The needed output is the run of lines below from the one containing "man in blue" through the one containing "Q: Identify a point on each instance of the man's", copied exactly and free of pictures.
##### Information
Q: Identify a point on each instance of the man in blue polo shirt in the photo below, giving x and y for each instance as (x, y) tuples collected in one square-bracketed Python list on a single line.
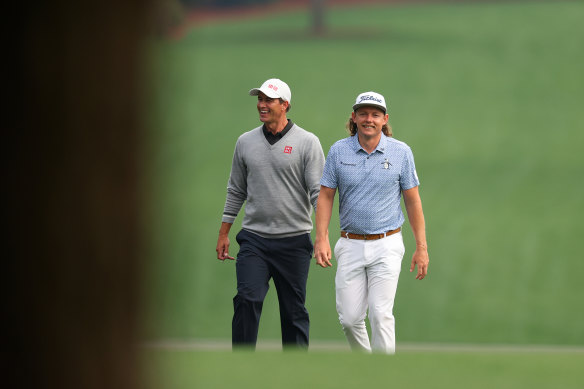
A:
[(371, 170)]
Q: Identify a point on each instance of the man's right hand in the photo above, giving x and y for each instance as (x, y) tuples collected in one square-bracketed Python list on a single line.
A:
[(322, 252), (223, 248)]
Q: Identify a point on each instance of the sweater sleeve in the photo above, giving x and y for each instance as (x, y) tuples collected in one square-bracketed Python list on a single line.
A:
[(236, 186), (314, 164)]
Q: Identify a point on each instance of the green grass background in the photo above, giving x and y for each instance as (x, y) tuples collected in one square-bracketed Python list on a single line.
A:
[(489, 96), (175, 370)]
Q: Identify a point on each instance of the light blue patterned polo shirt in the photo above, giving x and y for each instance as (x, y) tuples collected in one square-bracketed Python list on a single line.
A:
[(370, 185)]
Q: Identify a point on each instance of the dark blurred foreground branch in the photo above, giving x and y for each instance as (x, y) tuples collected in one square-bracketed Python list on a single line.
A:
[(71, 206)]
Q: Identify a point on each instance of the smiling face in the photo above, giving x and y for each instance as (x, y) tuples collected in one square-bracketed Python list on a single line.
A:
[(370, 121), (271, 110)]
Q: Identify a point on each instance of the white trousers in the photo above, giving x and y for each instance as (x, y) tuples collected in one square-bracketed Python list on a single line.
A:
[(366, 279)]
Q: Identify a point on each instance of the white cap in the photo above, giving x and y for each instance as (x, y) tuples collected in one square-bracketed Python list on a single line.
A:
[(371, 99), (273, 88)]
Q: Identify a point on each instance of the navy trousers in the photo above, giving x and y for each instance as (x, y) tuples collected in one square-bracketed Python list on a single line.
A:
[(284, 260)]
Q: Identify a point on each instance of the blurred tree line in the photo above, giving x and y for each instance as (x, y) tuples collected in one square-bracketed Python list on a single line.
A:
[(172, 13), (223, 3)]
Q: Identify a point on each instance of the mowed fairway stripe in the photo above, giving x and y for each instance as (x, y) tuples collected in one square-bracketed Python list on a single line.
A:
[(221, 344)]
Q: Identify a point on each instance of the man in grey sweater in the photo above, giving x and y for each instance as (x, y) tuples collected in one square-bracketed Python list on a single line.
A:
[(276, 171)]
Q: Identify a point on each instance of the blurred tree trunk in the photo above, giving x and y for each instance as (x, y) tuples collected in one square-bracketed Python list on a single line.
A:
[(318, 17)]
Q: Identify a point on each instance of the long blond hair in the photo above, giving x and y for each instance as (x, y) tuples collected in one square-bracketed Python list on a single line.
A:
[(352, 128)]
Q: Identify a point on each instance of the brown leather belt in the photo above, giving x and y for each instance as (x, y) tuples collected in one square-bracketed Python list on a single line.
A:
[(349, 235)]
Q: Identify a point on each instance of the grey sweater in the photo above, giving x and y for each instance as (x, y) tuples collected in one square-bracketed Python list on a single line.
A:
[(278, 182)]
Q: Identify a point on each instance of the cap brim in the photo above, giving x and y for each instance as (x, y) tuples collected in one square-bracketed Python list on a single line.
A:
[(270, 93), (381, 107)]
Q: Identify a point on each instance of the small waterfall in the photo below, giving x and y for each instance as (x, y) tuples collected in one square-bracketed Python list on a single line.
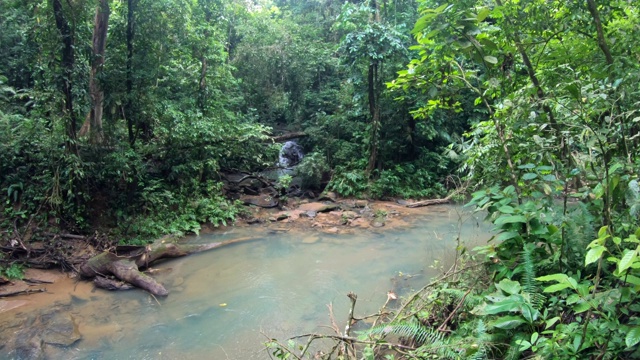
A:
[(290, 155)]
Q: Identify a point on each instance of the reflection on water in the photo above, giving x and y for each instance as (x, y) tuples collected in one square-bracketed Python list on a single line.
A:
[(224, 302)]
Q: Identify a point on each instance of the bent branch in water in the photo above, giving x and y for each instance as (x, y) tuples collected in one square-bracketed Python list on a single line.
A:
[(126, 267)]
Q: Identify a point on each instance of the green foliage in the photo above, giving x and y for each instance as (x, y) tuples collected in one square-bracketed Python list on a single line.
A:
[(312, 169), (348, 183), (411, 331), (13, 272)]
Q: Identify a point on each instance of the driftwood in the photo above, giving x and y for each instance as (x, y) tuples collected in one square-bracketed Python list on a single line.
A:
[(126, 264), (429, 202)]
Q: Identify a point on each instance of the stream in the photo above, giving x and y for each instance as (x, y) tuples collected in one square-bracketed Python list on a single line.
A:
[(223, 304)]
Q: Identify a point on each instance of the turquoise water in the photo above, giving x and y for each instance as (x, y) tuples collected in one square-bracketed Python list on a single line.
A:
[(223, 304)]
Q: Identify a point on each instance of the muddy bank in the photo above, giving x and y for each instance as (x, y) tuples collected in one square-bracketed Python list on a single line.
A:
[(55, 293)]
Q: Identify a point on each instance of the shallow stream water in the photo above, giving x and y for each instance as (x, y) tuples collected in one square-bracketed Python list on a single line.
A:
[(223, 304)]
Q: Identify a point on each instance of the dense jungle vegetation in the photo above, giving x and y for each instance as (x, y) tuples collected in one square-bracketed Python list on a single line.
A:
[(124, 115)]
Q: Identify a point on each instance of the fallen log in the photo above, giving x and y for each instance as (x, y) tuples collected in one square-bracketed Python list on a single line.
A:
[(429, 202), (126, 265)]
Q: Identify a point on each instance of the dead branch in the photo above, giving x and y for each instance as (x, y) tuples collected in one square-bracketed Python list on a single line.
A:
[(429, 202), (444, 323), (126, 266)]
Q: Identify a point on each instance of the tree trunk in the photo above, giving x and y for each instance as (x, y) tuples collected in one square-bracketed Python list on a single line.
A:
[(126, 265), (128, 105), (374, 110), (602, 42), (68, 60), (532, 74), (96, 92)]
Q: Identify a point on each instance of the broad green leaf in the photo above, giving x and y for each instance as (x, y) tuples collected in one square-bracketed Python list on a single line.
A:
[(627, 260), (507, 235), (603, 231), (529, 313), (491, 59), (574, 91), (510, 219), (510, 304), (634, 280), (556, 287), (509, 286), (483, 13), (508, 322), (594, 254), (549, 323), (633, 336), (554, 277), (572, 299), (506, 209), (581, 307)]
##########
##### Information
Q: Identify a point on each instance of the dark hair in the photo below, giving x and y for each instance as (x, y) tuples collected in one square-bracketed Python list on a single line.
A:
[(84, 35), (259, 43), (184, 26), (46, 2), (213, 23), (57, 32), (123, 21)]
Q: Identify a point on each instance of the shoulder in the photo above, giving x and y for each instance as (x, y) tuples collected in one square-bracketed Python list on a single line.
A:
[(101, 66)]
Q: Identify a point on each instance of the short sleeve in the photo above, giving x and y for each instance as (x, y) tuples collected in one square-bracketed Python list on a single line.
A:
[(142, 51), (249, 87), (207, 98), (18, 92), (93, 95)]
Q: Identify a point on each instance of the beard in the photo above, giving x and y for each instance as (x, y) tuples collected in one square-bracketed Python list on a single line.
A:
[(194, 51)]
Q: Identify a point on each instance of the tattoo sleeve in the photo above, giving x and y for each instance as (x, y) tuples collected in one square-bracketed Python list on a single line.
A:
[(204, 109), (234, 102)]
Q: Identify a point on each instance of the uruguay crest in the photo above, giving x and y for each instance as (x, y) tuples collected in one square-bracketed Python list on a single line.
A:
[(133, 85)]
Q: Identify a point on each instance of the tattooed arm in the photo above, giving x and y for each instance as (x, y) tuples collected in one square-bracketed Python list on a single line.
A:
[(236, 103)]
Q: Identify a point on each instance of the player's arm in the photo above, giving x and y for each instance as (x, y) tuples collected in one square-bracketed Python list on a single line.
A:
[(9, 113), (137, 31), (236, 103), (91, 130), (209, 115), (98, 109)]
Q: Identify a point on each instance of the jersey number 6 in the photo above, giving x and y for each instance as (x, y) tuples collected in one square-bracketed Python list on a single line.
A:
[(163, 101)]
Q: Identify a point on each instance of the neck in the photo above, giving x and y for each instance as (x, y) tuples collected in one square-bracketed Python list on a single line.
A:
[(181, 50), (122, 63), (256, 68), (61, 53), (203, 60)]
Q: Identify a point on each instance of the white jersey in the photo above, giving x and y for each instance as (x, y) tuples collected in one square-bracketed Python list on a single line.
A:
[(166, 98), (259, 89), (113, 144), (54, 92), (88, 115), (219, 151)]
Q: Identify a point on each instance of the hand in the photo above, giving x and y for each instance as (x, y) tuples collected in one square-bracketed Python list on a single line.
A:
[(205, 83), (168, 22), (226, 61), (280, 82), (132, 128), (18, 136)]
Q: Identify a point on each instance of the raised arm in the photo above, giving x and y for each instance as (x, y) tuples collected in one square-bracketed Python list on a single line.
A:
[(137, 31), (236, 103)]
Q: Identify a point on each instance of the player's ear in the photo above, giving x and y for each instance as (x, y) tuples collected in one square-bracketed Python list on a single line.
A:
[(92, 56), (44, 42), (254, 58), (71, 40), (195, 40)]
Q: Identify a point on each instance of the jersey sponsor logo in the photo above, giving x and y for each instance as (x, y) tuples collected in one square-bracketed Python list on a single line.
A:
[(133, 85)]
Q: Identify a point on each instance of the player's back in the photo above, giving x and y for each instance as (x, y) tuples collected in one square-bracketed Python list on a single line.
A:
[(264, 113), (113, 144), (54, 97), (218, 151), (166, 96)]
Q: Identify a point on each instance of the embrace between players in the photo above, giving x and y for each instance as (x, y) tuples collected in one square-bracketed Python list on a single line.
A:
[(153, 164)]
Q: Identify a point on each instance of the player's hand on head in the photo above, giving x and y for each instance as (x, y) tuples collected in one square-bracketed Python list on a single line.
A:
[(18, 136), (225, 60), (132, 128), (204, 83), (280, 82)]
##########
##### Information
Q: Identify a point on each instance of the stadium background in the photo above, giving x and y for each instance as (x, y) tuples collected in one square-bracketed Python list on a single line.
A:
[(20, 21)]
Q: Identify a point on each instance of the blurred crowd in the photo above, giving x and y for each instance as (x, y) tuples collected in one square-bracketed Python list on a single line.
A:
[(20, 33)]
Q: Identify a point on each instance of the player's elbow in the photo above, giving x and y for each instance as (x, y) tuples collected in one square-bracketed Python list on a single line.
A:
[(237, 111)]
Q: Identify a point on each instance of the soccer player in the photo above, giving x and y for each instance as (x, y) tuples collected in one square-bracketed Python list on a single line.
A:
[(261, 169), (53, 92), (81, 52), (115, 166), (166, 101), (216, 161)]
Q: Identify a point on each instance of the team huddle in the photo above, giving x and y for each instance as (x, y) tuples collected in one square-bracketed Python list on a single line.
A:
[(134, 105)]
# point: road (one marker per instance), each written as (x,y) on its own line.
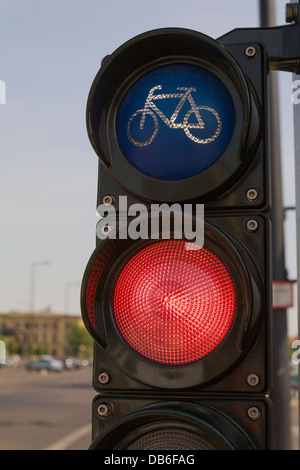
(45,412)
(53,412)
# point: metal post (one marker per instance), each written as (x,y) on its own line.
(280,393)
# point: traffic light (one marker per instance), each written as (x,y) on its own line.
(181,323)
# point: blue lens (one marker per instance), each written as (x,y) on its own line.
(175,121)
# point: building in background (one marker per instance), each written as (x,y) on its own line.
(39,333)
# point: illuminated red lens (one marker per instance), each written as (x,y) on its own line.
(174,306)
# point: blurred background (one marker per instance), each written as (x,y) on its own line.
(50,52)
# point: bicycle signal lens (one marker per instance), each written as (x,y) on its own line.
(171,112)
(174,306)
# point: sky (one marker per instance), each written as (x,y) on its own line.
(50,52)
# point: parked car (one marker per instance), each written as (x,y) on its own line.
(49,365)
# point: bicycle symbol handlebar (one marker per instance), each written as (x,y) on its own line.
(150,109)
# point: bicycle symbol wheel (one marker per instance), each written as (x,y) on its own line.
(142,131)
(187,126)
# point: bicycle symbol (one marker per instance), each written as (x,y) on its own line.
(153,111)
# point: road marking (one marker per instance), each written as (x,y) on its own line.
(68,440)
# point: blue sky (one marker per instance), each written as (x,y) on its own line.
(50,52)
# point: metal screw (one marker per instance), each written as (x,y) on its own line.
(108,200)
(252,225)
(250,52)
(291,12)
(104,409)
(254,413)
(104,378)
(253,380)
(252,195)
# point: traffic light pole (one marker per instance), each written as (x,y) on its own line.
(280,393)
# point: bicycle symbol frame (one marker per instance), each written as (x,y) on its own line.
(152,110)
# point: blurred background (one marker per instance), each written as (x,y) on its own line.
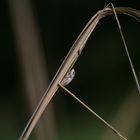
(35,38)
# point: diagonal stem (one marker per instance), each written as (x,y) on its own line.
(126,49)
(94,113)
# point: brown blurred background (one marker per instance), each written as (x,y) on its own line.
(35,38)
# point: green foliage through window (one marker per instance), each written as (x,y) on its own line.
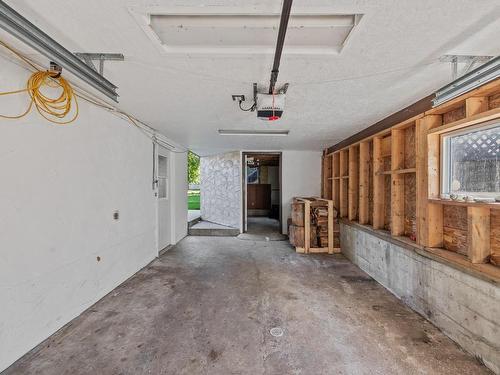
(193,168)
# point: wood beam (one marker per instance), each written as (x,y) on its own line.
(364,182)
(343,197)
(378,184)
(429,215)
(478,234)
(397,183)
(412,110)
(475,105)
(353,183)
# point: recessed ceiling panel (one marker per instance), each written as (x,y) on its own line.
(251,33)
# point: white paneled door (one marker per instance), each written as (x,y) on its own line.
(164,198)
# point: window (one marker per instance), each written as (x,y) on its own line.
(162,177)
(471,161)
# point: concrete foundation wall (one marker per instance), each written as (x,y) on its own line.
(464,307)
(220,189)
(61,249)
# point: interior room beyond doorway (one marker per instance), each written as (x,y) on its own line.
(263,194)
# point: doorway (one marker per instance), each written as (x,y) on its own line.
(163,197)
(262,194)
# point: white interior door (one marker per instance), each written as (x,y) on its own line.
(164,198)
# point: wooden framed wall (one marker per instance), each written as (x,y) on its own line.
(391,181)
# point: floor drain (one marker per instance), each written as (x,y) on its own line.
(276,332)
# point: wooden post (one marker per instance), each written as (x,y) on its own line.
##########
> Solution for this problem:
Q: Identify a point on each instance of the man in blue polo shirt in the photo below, giving x and y for each instance as (x, y) tuples collected in one square-bracketed Python list on a single line.
A:
[(371, 170)]
Q: Identify a point on each instance of the man's right hand in the photo above, giving x and y for each instance as (x, y) tuples collected in one square-bracketed Python list on a single line.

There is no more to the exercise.